What the task requires
Determine how many lines of the items below contain the string "grass", treating uppercase and lowercase letters as distinct. Report only that number.
------ Extracted data ------
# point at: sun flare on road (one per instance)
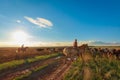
(20, 37)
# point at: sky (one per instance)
(59, 22)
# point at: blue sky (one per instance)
(61, 20)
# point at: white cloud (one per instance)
(18, 21)
(41, 22)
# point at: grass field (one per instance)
(35, 65)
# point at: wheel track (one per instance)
(22, 70)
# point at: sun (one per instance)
(20, 37)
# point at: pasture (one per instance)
(48, 63)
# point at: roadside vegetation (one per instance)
(15, 63)
(100, 68)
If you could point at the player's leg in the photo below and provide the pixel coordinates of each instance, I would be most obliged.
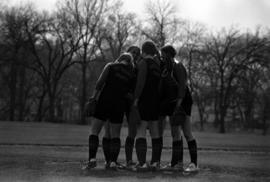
(177, 143)
(157, 144)
(94, 142)
(115, 129)
(141, 144)
(129, 143)
(106, 142)
(192, 145)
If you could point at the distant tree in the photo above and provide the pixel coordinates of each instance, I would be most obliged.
(14, 41)
(231, 53)
(162, 26)
(86, 17)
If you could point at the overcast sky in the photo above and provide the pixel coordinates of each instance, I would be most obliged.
(214, 13)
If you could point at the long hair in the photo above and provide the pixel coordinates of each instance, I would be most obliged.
(126, 57)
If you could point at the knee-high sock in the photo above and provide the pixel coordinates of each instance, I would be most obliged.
(129, 148)
(160, 148)
(115, 148)
(141, 149)
(93, 146)
(156, 149)
(177, 152)
(106, 148)
(192, 147)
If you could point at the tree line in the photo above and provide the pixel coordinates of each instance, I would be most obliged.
(51, 60)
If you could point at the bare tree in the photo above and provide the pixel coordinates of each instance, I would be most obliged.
(162, 25)
(86, 16)
(231, 53)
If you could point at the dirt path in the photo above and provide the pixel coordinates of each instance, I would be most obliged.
(40, 163)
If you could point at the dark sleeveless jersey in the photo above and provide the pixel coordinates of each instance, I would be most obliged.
(149, 98)
(119, 83)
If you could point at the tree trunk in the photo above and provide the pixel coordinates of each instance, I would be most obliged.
(83, 96)
(51, 108)
(21, 99)
(39, 115)
(13, 89)
(222, 120)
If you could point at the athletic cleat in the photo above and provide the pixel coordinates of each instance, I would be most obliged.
(176, 167)
(107, 165)
(191, 168)
(113, 166)
(130, 165)
(141, 168)
(91, 164)
(120, 166)
(155, 166)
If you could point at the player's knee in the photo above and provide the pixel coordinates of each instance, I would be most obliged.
(176, 134)
(188, 136)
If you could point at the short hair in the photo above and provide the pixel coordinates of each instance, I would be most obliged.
(168, 49)
(135, 51)
(131, 48)
(149, 48)
(127, 57)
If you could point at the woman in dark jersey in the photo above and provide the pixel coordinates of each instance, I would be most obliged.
(179, 111)
(147, 101)
(113, 85)
(129, 143)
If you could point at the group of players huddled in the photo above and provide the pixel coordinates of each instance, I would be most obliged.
(147, 86)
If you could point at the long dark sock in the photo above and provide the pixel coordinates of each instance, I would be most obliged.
(141, 149)
(129, 148)
(155, 150)
(160, 148)
(177, 152)
(115, 148)
(106, 148)
(192, 147)
(93, 145)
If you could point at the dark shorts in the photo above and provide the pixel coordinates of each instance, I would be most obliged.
(106, 112)
(167, 108)
(148, 113)
(187, 103)
(184, 111)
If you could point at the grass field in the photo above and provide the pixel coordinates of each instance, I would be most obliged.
(54, 152)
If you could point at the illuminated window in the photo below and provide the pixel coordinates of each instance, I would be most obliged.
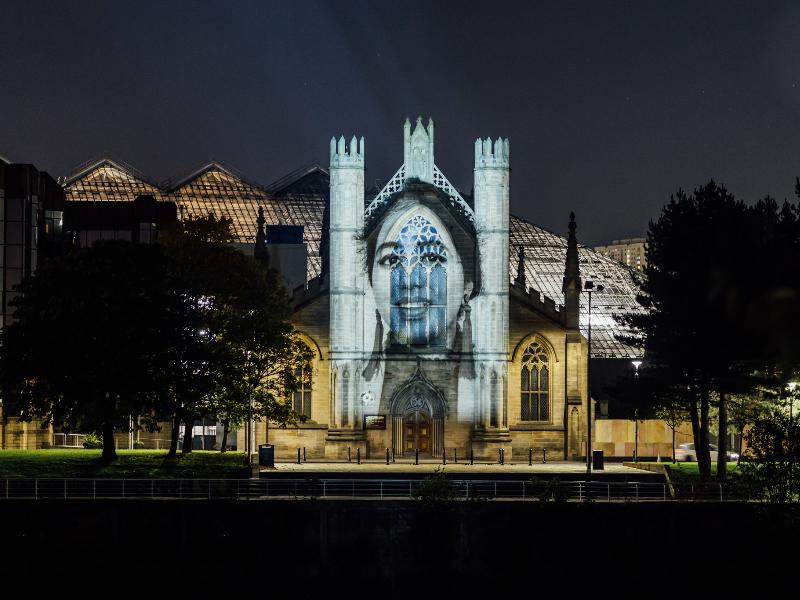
(418, 286)
(302, 395)
(346, 398)
(535, 385)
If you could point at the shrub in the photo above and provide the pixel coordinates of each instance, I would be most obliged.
(435, 488)
(92, 440)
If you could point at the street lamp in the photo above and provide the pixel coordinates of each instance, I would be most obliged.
(636, 364)
(791, 386)
(589, 286)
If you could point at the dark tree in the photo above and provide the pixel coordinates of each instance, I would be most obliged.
(86, 340)
(231, 337)
(703, 258)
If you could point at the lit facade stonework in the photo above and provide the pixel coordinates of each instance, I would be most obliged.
(440, 317)
(423, 342)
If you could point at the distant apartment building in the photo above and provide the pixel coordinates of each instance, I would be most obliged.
(629, 252)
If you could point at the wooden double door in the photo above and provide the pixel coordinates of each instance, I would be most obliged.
(417, 433)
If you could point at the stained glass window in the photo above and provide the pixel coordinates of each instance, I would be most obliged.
(302, 396)
(418, 314)
(535, 384)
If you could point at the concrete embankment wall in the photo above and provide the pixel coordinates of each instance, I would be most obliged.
(308, 546)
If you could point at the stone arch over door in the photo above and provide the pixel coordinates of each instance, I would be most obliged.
(415, 397)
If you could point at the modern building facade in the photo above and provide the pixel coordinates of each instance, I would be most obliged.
(31, 214)
(630, 252)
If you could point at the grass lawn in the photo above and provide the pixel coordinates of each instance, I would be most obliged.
(689, 472)
(131, 464)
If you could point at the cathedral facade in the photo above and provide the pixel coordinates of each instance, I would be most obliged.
(439, 322)
(424, 343)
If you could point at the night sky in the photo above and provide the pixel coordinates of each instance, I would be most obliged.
(609, 106)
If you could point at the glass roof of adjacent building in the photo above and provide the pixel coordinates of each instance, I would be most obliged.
(300, 198)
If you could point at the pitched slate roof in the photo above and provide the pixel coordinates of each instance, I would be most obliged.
(300, 199)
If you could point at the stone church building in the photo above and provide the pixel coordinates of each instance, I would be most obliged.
(438, 321)
(423, 340)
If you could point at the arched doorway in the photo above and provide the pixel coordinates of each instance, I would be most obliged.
(418, 413)
(417, 431)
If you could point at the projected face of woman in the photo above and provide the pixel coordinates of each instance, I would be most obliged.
(414, 268)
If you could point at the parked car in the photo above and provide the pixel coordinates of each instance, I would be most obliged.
(687, 453)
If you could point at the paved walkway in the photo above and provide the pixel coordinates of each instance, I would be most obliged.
(429, 466)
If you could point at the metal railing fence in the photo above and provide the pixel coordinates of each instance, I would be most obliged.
(253, 489)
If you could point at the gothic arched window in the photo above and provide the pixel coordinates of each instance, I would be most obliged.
(303, 371)
(535, 387)
(418, 286)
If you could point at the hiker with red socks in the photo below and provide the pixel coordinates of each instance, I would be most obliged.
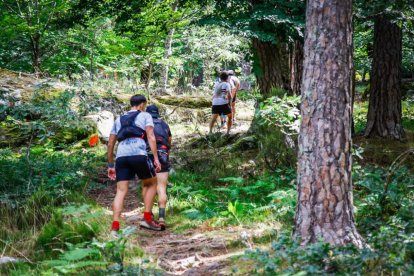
(131, 130)
(163, 136)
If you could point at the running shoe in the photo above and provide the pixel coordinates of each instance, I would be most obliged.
(161, 222)
(115, 234)
(150, 225)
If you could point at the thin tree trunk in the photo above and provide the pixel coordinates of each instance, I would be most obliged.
(273, 61)
(36, 55)
(167, 53)
(296, 67)
(325, 204)
(384, 111)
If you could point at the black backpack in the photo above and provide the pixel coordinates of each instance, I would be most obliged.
(128, 127)
(161, 132)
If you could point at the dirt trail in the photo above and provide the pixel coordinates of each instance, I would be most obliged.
(196, 252)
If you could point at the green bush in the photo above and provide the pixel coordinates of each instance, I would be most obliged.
(57, 172)
(390, 255)
(384, 217)
(70, 225)
(277, 121)
(45, 118)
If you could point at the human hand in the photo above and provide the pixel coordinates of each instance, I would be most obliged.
(157, 165)
(111, 173)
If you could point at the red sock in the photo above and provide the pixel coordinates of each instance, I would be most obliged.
(147, 216)
(115, 225)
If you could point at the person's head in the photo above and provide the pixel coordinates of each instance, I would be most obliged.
(153, 110)
(224, 76)
(138, 102)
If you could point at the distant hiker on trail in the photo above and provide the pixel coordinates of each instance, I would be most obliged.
(235, 83)
(222, 116)
(131, 130)
(163, 137)
(221, 101)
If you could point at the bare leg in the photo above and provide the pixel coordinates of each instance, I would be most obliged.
(213, 120)
(233, 110)
(162, 189)
(151, 189)
(229, 122)
(118, 204)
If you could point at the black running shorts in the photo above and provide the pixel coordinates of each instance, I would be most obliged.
(234, 99)
(128, 167)
(221, 109)
(164, 158)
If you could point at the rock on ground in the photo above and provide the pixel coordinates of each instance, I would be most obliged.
(104, 121)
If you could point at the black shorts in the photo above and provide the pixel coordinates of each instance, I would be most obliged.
(234, 99)
(221, 109)
(164, 158)
(128, 167)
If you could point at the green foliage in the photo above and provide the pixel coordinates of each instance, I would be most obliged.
(57, 172)
(287, 257)
(282, 113)
(383, 217)
(41, 119)
(69, 225)
(277, 120)
(206, 50)
(270, 20)
(28, 25)
(234, 200)
(361, 110)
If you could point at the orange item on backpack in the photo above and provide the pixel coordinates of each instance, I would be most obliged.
(93, 141)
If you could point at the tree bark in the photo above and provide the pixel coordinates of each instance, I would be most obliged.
(296, 67)
(325, 203)
(273, 61)
(384, 110)
(167, 54)
(36, 55)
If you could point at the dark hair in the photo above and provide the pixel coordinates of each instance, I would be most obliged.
(137, 100)
(224, 76)
(153, 110)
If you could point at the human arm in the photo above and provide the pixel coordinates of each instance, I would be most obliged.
(229, 93)
(110, 156)
(153, 145)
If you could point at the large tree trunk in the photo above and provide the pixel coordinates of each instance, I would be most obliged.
(296, 67)
(273, 71)
(36, 56)
(325, 203)
(384, 111)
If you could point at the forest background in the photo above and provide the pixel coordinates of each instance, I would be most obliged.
(63, 62)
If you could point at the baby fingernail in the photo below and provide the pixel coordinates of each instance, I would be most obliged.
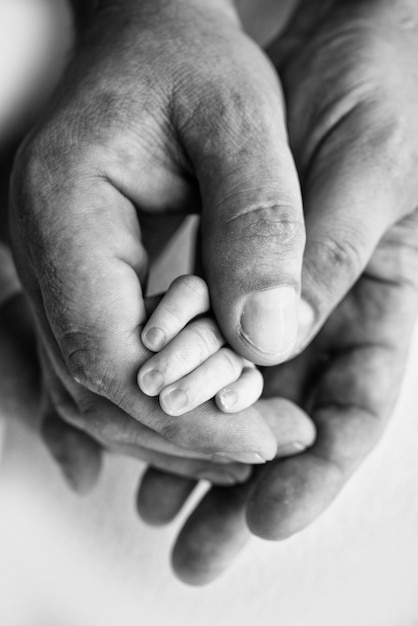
(269, 320)
(290, 449)
(151, 382)
(154, 339)
(228, 399)
(253, 458)
(174, 401)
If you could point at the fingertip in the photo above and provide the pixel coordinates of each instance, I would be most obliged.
(153, 338)
(226, 400)
(150, 382)
(269, 324)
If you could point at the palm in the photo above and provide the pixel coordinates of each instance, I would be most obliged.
(354, 135)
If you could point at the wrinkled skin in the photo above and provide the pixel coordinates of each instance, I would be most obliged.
(353, 131)
(351, 87)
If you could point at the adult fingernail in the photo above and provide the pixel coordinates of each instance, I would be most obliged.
(228, 398)
(218, 478)
(306, 321)
(151, 382)
(269, 320)
(154, 339)
(253, 458)
(290, 449)
(174, 401)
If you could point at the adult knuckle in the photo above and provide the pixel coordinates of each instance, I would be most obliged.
(195, 284)
(275, 222)
(207, 335)
(84, 362)
(340, 255)
(231, 361)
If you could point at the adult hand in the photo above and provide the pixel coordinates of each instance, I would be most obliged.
(164, 105)
(351, 83)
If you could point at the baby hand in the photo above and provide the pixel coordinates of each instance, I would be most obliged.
(193, 365)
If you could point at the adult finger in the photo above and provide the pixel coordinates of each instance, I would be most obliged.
(369, 339)
(213, 536)
(346, 121)
(252, 224)
(161, 495)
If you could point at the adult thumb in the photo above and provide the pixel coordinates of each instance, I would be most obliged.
(253, 232)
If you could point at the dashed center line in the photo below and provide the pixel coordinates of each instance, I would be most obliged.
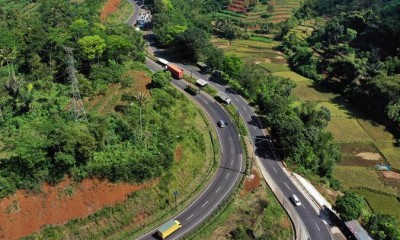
(287, 185)
(317, 227)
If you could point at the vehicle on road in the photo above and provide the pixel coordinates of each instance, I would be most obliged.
(175, 71)
(221, 123)
(295, 200)
(168, 228)
(224, 97)
(192, 89)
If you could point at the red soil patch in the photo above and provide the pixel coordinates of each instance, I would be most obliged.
(391, 175)
(110, 7)
(25, 213)
(253, 182)
(178, 153)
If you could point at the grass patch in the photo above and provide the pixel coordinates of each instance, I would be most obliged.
(189, 173)
(375, 130)
(380, 203)
(124, 11)
(257, 210)
(353, 177)
(391, 153)
(272, 67)
(293, 76)
(347, 129)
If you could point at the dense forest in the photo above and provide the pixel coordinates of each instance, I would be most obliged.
(355, 53)
(186, 27)
(39, 138)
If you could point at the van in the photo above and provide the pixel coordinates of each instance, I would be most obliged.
(295, 200)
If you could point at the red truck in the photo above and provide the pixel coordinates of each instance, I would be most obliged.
(175, 71)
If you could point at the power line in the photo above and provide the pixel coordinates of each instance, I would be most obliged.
(78, 108)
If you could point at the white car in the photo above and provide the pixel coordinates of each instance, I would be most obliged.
(295, 200)
(221, 123)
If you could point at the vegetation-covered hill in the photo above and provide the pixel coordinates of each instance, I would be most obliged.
(39, 139)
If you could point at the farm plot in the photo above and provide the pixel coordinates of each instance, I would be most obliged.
(360, 154)
(380, 203)
(106, 103)
(251, 51)
(355, 177)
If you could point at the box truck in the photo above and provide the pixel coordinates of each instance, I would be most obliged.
(168, 228)
(175, 71)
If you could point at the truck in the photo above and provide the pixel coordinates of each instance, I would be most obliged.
(168, 228)
(192, 89)
(224, 97)
(175, 71)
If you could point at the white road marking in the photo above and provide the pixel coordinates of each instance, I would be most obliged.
(317, 227)
(287, 185)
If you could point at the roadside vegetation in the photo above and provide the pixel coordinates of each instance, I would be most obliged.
(343, 106)
(138, 129)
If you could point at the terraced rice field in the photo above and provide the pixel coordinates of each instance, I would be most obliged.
(251, 51)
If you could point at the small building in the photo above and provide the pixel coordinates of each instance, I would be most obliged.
(357, 230)
(224, 97)
(203, 67)
(143, 19)
(201, 82)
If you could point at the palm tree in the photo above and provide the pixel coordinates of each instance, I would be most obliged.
(141, 100)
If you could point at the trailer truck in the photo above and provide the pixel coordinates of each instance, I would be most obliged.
(175, 71)
(168, 228)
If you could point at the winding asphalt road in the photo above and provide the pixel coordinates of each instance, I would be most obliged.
(228, 175)
(316, 226)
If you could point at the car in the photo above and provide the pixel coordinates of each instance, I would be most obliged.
(295, 200)
(221, 123)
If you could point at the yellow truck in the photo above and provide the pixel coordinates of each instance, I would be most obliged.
(168, 228)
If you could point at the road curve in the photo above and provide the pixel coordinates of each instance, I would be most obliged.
(228, 175)
(315, 225)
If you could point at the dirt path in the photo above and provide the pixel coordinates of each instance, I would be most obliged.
(25, 213)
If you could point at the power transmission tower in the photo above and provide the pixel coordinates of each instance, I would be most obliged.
(79, 110)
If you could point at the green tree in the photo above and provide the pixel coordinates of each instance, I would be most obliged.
(160, 79)
(232, 65)
(92, 46)
(349, 206)
(79, 28)
(118, 46)
(383, 227)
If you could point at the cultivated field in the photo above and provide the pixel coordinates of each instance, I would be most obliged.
(363, 142)
(252, 51)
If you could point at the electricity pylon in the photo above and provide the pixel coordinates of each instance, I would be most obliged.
(78, 108)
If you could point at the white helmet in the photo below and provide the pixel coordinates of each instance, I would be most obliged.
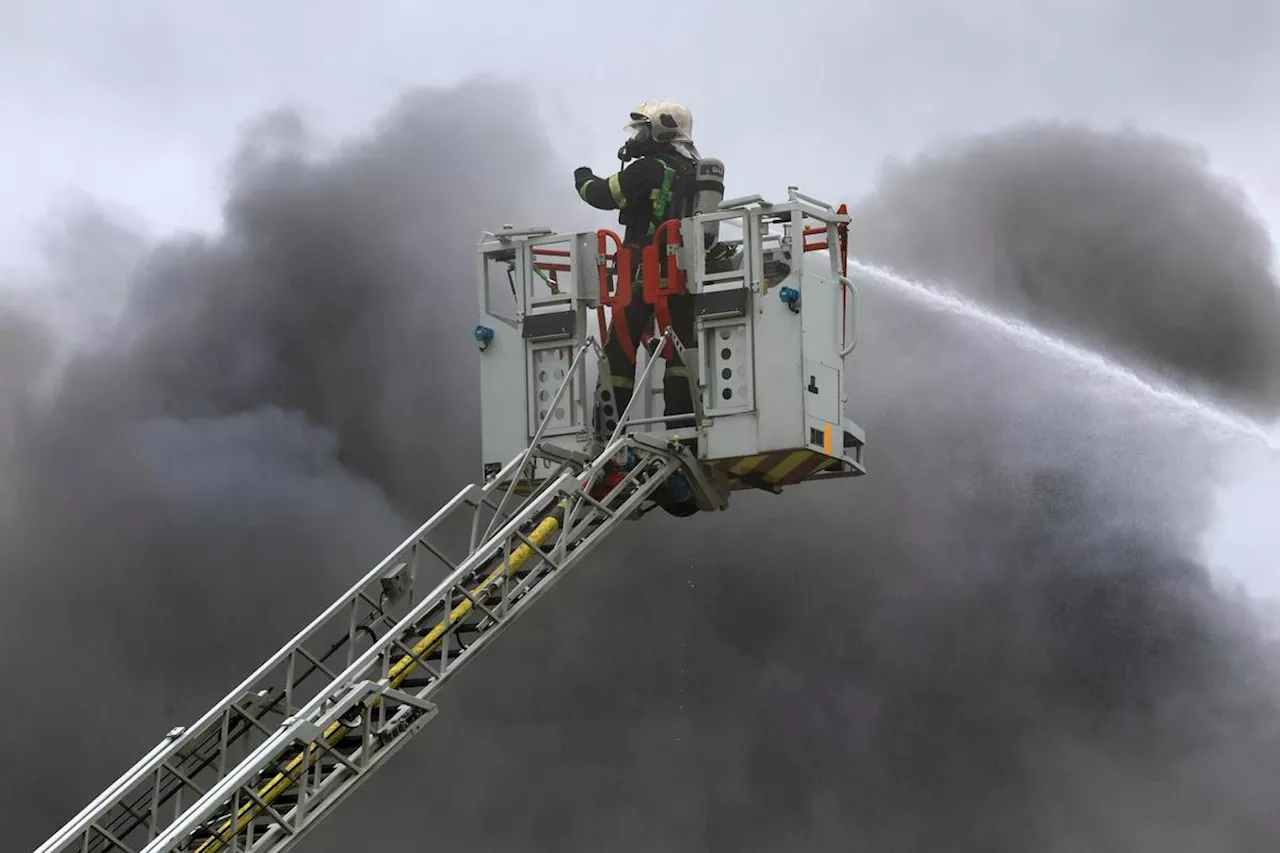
------
Written reply
4